Work order: Repeat the passage of the livestream shopping article, starting with "Tik Tok Shop" and going on through "promote a product.", word for word.

Supplied text:
Livestream Shopping Is Huge In China — Will It Fly Elsewhere?

Streaming video channels of people shopping has been booming in China, and is beginning to win over customers abroad as a cheap and cheerful way of selling products to millions of consumers glued to the screen.

A A female volunteer promotes spring tea products via on-line live streaming on a pretty mountain surrounded by tea plants.

In Beijing, selling spring tea products via on-line live streaming.

Xinhua / ZUMA
Gwendolyn Ledger

SANTIAGOTikTok, owned by Chinese tech firm ByteDance, has spent more than $500 million to break into online retailing. The app, best known for its short, comical videos, launched TikTok Shop in August, aiming to sell Chinese products in the U.S. and compete with other Chinese firms like Shein and Temu.

Tik Tok Shop will have three sections, including a live or livestream shopping channel, allowing users to buy while watching influencers promote a product.

This choice was strategic: in the past year, live shopping has become a significant trend in online retailing both in the U.S. and Latin America. While still an evolving technology, in principle, it promises good returns and lower costs.

[Saved data entries]
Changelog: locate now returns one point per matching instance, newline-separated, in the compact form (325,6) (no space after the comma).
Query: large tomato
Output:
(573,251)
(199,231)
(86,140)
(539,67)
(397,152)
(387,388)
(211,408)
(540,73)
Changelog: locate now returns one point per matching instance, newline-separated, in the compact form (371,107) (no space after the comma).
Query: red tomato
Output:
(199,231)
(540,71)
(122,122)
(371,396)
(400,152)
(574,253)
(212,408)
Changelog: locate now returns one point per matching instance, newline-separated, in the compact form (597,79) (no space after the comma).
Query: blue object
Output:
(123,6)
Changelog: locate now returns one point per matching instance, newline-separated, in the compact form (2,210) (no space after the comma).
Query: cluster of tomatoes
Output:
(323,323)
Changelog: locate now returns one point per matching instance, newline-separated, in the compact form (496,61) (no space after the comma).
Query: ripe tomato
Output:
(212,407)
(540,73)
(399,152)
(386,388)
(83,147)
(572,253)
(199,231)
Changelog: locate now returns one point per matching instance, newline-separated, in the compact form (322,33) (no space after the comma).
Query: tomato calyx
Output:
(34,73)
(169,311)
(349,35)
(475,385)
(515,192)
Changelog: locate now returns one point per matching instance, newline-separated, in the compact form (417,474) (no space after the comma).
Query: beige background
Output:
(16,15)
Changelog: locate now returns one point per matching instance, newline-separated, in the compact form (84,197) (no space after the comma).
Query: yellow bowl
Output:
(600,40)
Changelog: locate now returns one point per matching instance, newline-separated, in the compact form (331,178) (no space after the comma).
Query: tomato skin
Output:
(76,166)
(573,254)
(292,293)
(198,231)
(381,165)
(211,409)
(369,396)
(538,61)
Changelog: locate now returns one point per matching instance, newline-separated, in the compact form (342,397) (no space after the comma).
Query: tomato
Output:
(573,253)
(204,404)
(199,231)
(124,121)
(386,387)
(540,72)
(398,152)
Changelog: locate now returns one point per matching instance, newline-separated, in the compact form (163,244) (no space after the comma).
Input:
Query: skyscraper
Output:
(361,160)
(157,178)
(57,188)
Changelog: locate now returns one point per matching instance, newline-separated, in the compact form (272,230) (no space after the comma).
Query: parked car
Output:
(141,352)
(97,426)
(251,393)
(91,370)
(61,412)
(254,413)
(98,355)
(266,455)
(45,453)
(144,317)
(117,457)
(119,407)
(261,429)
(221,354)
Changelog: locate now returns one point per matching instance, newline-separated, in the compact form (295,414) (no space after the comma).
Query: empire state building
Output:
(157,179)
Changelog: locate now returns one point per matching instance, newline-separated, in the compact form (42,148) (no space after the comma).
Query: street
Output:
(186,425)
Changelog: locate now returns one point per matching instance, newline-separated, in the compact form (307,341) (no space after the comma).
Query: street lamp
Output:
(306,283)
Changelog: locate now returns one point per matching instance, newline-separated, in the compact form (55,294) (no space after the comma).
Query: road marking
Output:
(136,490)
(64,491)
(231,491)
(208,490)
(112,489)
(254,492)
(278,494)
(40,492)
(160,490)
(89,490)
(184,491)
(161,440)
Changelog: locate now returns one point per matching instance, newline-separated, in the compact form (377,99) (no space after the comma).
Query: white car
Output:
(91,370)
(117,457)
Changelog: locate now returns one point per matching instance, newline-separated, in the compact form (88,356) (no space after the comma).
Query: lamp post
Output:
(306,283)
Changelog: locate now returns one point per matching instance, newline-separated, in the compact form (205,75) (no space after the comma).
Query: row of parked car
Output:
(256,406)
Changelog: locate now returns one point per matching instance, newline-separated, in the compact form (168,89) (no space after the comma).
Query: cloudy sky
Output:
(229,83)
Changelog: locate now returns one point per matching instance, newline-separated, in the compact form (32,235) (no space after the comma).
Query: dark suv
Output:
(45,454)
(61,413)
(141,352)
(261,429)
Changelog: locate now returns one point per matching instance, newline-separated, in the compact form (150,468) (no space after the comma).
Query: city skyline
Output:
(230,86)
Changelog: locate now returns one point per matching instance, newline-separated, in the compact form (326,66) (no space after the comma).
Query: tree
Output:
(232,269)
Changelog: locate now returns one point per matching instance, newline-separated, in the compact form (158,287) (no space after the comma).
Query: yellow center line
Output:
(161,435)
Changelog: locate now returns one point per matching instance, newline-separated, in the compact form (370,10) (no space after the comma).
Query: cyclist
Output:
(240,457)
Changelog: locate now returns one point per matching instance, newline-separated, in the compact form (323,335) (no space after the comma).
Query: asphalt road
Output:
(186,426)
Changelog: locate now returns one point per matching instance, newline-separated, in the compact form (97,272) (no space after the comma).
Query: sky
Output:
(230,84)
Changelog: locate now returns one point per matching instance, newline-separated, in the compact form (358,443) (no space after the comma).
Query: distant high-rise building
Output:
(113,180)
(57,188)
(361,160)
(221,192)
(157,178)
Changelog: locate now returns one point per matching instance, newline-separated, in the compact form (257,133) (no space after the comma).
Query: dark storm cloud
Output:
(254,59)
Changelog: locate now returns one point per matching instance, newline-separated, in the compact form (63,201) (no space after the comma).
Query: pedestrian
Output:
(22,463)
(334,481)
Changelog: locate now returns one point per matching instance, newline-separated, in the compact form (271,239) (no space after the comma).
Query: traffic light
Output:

...

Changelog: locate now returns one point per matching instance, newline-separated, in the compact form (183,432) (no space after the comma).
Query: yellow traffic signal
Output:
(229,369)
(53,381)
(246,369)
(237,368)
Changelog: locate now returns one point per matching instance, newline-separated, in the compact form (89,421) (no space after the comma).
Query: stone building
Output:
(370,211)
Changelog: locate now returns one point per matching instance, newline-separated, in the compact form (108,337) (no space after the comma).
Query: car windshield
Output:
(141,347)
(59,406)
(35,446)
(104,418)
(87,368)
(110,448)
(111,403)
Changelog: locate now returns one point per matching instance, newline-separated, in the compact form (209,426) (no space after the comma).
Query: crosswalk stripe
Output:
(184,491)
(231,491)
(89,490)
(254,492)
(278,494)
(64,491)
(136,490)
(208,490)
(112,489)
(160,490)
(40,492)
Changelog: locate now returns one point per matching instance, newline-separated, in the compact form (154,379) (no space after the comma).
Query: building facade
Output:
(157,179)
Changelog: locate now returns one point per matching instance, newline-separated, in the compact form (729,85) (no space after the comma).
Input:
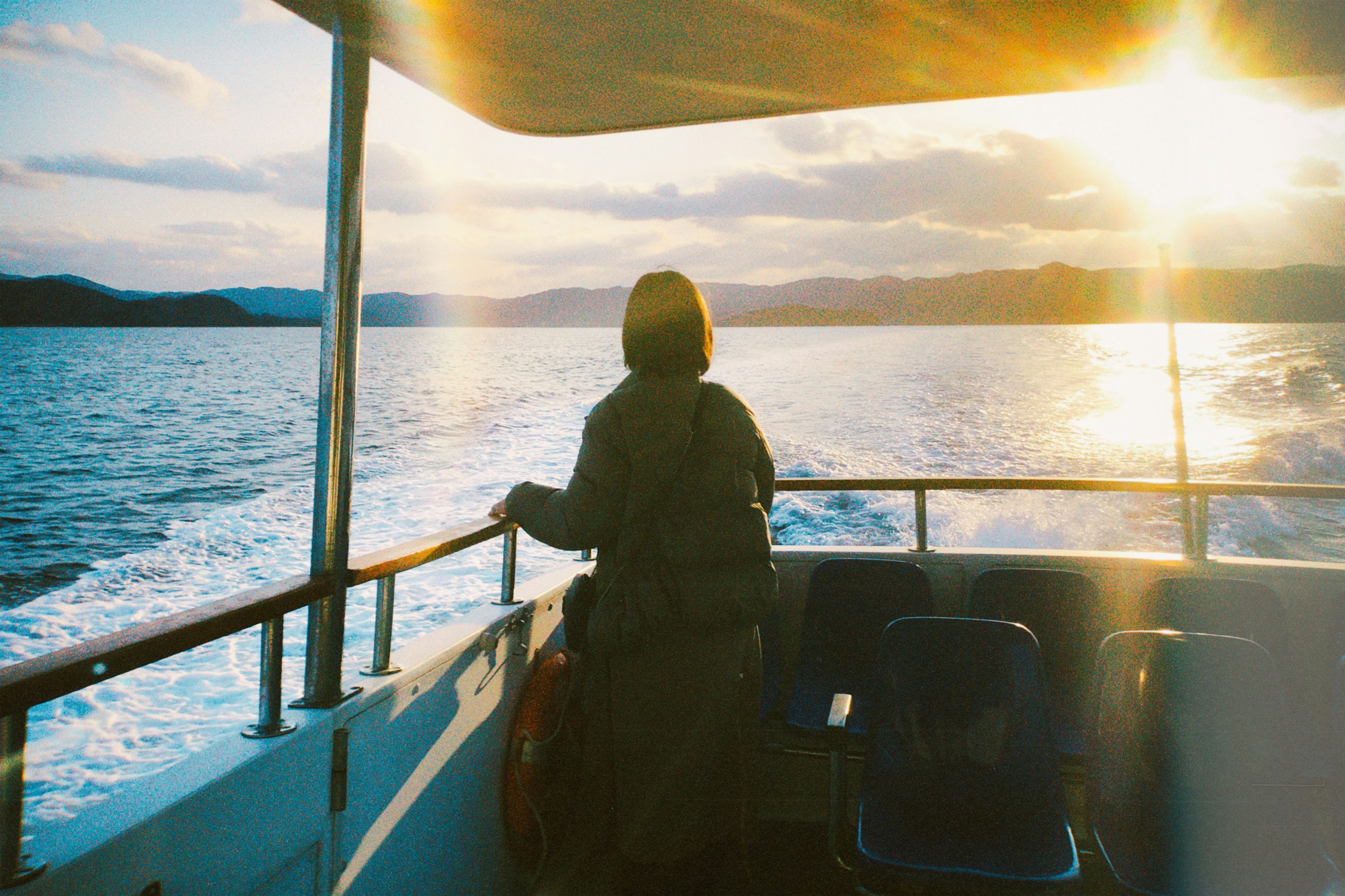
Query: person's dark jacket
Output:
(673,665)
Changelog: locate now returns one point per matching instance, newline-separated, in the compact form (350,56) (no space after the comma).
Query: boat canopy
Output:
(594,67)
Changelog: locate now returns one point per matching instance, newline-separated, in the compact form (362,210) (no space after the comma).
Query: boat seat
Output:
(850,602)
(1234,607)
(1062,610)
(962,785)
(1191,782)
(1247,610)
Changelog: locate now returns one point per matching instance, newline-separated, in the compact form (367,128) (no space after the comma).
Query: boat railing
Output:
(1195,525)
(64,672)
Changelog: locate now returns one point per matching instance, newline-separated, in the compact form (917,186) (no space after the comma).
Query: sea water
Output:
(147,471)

---

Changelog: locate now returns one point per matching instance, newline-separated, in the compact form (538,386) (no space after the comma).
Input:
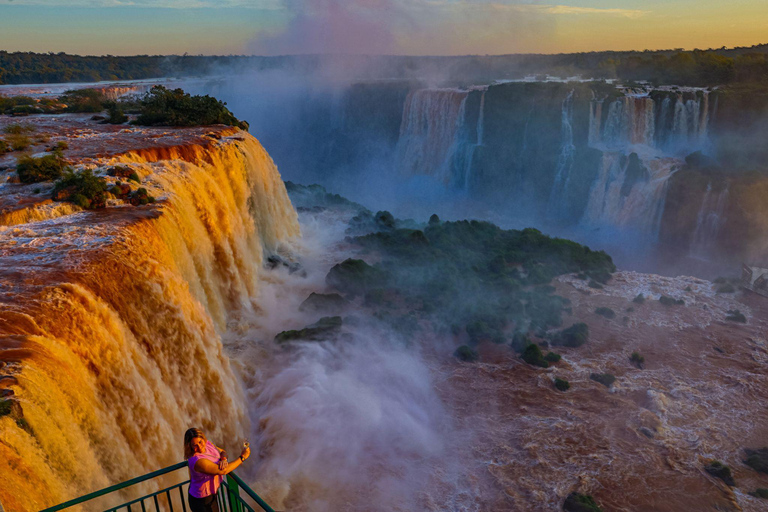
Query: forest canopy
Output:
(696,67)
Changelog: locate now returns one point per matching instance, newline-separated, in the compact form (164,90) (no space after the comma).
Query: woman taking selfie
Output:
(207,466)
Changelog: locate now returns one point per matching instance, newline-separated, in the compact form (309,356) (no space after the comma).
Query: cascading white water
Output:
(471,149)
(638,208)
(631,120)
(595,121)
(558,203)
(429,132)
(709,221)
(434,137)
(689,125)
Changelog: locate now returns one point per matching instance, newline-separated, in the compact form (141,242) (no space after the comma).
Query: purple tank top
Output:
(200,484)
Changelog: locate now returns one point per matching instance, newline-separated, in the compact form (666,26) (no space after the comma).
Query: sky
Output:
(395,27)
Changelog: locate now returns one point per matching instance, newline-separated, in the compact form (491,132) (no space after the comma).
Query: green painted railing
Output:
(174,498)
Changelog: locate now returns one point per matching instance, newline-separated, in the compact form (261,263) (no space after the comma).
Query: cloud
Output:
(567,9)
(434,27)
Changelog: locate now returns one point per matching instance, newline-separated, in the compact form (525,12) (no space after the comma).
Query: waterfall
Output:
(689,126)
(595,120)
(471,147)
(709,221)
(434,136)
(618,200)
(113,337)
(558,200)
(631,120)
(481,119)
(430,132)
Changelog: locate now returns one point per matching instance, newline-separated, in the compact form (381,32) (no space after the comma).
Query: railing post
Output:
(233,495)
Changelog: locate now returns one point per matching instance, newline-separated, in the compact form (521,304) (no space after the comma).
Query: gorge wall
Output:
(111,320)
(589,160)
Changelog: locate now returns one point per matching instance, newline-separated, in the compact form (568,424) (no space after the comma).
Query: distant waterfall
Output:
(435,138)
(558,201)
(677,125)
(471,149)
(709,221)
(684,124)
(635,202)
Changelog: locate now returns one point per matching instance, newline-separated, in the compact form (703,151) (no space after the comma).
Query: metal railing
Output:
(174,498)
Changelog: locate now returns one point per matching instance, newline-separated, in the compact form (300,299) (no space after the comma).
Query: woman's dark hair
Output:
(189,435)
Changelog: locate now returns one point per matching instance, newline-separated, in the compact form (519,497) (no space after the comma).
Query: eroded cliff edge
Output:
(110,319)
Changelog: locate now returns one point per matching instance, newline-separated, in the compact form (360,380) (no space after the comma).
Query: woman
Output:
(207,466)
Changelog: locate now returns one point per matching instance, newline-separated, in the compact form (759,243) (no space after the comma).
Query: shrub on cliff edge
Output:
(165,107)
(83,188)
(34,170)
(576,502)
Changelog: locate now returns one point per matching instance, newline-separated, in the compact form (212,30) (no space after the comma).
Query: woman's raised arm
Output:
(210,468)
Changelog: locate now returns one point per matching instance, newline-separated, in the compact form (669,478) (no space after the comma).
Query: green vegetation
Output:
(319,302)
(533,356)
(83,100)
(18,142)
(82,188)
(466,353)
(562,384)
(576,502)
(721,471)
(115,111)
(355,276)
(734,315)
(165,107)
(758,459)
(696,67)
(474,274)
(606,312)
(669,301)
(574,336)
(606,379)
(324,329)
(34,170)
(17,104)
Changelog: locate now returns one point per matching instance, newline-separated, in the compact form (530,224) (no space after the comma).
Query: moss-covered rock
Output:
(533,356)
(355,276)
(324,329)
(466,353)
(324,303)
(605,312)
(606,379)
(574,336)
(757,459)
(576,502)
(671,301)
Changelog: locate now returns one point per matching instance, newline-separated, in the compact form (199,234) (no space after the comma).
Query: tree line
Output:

Exercise output:
Tik Tok Shop will have three sections, including a live or livestream shopping channel, allowing users to buy while watching influencers promote a product.